In the copy, keep every word of the data below and none of its pictures.

───── Source material ─────

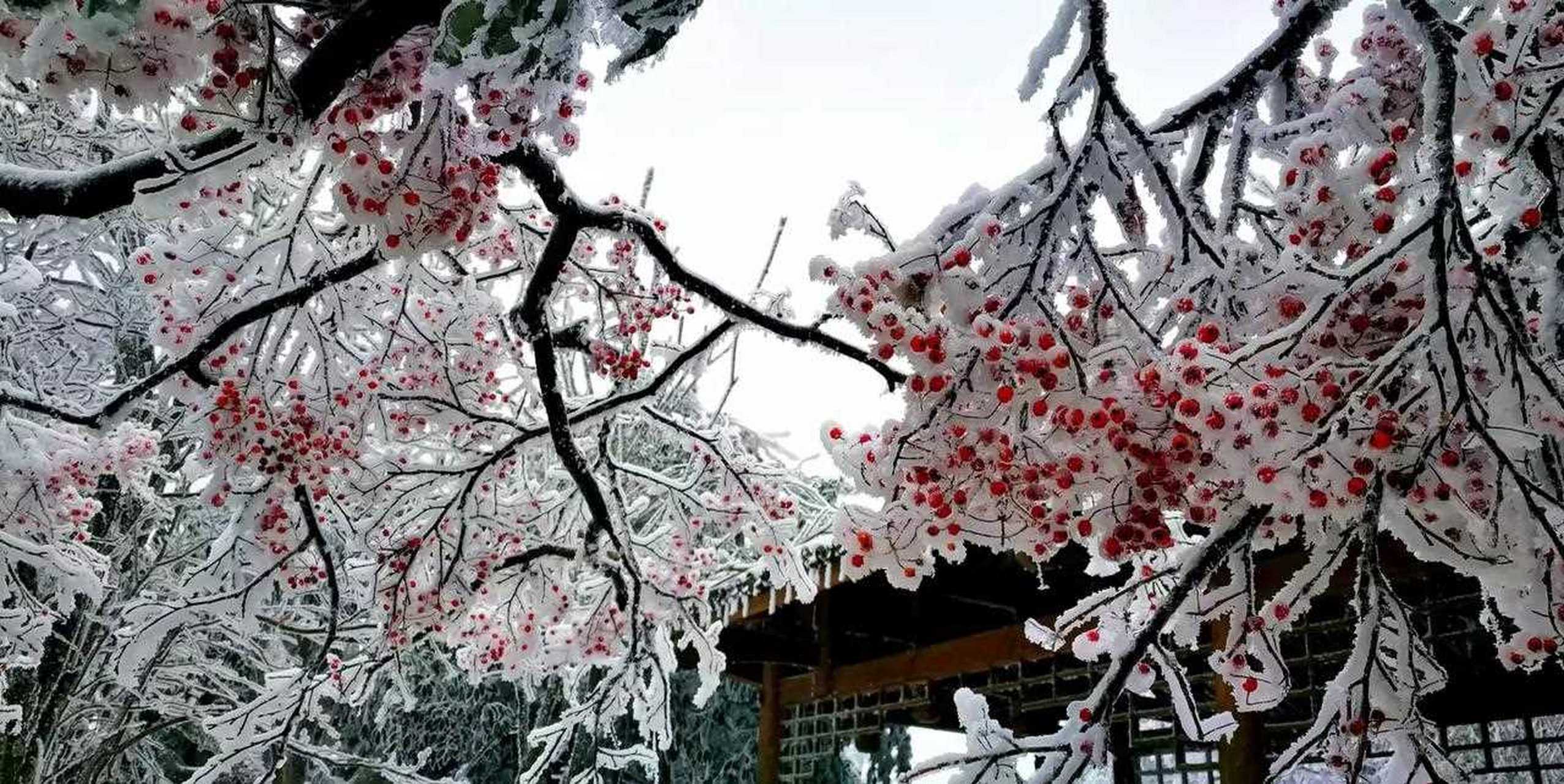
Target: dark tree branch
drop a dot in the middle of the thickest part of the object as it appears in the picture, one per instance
(191, 361)
(537, 168)
(1261, 66)
(347, 49)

─────

▶ **Task result**
Target: dark tree branch
drop a dot in the middle of the thickest part of the object as it appears in the picture, one per instance
(191, 361)
(537, 168)
(1261, 66)
(347, 49)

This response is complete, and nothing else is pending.